Lines of data
________

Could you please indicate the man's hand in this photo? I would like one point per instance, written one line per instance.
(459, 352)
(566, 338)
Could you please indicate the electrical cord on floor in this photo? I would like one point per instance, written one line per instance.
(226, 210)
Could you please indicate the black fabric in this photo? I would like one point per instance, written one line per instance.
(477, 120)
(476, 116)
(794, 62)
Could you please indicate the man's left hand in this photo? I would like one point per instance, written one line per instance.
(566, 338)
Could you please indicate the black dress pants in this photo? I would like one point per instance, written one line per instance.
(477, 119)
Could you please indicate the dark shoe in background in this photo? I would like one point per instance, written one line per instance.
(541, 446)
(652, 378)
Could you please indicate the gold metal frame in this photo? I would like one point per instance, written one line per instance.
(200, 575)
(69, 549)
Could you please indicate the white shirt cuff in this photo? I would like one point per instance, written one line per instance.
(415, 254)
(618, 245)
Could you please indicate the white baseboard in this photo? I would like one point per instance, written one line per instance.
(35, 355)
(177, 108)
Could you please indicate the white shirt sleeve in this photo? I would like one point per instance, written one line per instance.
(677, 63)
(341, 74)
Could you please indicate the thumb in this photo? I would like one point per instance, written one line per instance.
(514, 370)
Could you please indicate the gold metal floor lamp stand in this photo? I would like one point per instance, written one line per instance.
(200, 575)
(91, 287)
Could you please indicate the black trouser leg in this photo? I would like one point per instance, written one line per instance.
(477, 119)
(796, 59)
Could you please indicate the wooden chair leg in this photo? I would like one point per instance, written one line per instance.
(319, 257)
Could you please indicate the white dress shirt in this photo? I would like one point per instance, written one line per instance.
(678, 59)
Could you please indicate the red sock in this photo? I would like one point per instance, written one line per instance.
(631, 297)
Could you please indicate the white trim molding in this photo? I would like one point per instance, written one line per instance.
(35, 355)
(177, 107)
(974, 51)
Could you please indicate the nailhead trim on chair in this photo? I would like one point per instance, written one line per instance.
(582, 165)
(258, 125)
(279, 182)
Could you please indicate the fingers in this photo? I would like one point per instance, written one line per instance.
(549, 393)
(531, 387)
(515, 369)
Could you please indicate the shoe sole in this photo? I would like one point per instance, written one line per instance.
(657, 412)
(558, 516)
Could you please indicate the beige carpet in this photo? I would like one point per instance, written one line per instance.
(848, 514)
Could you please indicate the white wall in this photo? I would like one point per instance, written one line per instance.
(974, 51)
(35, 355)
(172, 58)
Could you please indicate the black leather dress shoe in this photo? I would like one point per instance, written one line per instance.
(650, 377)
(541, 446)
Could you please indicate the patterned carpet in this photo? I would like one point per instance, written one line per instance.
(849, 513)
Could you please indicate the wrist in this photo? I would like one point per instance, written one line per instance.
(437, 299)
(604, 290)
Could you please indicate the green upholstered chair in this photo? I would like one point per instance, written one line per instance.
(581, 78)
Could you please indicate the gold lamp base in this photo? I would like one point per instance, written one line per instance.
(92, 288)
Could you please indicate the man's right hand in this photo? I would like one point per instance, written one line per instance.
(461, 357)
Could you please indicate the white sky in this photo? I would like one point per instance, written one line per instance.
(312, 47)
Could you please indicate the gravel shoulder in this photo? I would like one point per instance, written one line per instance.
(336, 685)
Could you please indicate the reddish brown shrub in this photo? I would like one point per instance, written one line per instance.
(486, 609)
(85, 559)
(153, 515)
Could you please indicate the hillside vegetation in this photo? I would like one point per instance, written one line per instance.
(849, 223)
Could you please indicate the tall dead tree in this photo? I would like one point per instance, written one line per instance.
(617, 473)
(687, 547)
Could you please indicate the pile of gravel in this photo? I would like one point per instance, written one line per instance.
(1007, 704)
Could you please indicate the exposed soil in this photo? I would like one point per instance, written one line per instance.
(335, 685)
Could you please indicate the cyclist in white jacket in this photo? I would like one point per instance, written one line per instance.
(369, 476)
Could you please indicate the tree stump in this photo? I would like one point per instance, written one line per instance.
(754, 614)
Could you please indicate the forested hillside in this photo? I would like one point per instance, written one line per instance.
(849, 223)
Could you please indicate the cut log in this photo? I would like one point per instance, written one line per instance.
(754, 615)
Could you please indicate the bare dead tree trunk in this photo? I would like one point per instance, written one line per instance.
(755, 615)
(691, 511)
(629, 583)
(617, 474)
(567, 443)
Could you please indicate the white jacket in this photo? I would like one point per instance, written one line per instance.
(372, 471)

________

*STATED PROBLEM:*
Copy out all the entries shown above, character for character.

*FINISHED ANSWER:*
Could you please indicate the man's hand in this photo? I would like one point per instance, written one line per instance.
(459, 352)
(566, 338)
Could you please indicate the electrical cord on floor in this photo? I would like one point per instance, written one line per instance.
(226, 210)
Could you please indicate the black fabric in this photo? I would like one point per instance, written one line per instance.
(477, 120)
(476, 116)
(794, 62)
Could you please indicate the man's left hand in this photo? I would like one point per instance, written one line per instance.
(566, 338)
Could you please indicate the black dress pants in this photo? I would like one point per instance, written one line per instance.
(477, 119)
Could you please indicate the dark shoe in background in this photo? I would like one point per instance, written one line per instance.
(541, 446)
(652, 378)
Could you please indicate the gold metal frame in this photo? I would like one point per instance, written one line per instance.
(200, 575)
(69, 549)
Could you please indicate the white shirt cuff in this photo? I would like one point per instance, written one line per instance.
(415, 254)
(618, 245)
Could you please indicate the white baseboard in this photo? I would like one point per instance, written one line per instance.
(35, 355)
(177, 108)
Could you please indicate the white shirt sleeve in this photo? I would like one point per instance, written one line per instance.
(677, 63)
(341, 74)
Could you please indicate the thumb in this photo? I would like one point per instance, written one line per instance.
(514, 370)
Could you please indicate the gold metal floor lamp stand in this photo? I would like one point per instance, written one line per instance.
(200, 575)
(91, 287)
Could you please indicate the black trouser leg in this photo? I would like one point per instance, written one line per instance.
(477, 119)
(796, 59)
Could you please indicate the wooden chair leg in this photo? I would like one point per instance, written one line per instance.
(319, 257)
Could you please indicate the white dress shirt in this photo? I would like one point per instance, written one line per instance.
(678, 59)
Could you please indicate the red sock in this photo? I would like one point per instance, written one line per instance.
(631, 297)
Could you please indicate the white trim molding in this photo? I would like one point per instance, written one line per instance.
(35, 355)
(177, 107)
(974, 51)
Could you please indicate the nailhead trim on chair in this photo? I would like one point per instance, written one line per instance.
(582, 165)
(258, 125)
(279, 182)
Could you please indicate the fingers in this photo? I would like one point per instance, written one line per instance.
(549, 393)
(531, 387)
(515, 369)
Could you please indicate the shoe sole in this photo? I would like one point per instance, written one line per instance.
(657, 412)
(558, 516)
Could you please indicate the beige carpet in this photo? I would like one point per instance, written one line per instance.
(848, 514)
Could you please indicate the white wall in this photo? I would like one point per instance, written one line per instance.
(974, 51)
(35, 355)
(172, 58)
Could you please indicate the black leather dress shoe in this photo? I would like one point per instance, written one line per instance.
(650, 377)
(541, 446)
Could you please indicate the patterned carpet in this photo? I would like one point per instance, written one line per instance.
(849, 513)
Could you please indicate the wrist in this photo? I would like one point per instance, written one line per instance.
(437, 299)
(604, 290)
Could you please indicate the green upholstered chair in this photo? I would like one point per instance, written one line per instance.
(581, 78)
Could you please indicate the gold lamp base in this photo? I would like one point per instance, written one line per instance.
(92, 288)
Could you please indicate the man's right hand in this photo? I would like one point per instance, written one line per instance.
(461, 357)
Could you please indicate the white sky in this photo? I would like one point per instance, written one line per instance.
(312, 47)
Could you please indicate the gravel shoulder in this photo? I would like one point per instance, written one line per instance.
(336, 685)
Could you please indicate the reddish brown shrub in this photo? I would like one point per instance, written one line per instance.
(486, 609)
(85, 559)
(153, 515)
Could you please indicate the hillside vegetation in this photo? I would like one point per instance, written one line per instance.
(849, 223)
Could you please indicate the tall dead tree in this photo? I would like one point per instance, written one line per instance.
(617, 473)
(687, 547)
Could you please indicate the pile of gravel in this photo? I would like one point per instance, written one line per instance.
(1007, 704)
Could you please indicate the exposed soil in this photo? I would like one point per instance, written one line per instance.
(335, 685)
Could you please indicate the cyclist in white jacket in this photo? I would like one point per instance, written one line per instance.
(369, 476)
Could you please indicate the tree stump in this photo? I would like one point per instance, written one line per instance.
(754, 614)
Could you please indicate the forested hillside in this photo? I would like one point per instance, written one line per instance.
(849, 223)
Could you please indicate the cut log in this photo? I would like one point per instance, written one line per instance.
(754, 615)
Could you please indicate the bare dead tree trunk in this photo? I would like one point per instance, written one line per instance.
(755, 615)
(691, 511)
(629, 583)
(617, 474)
(567, 443)
Could you please indicate the white jacket in this photo? I would like one point per instance, written one line per instance.
(372, 471)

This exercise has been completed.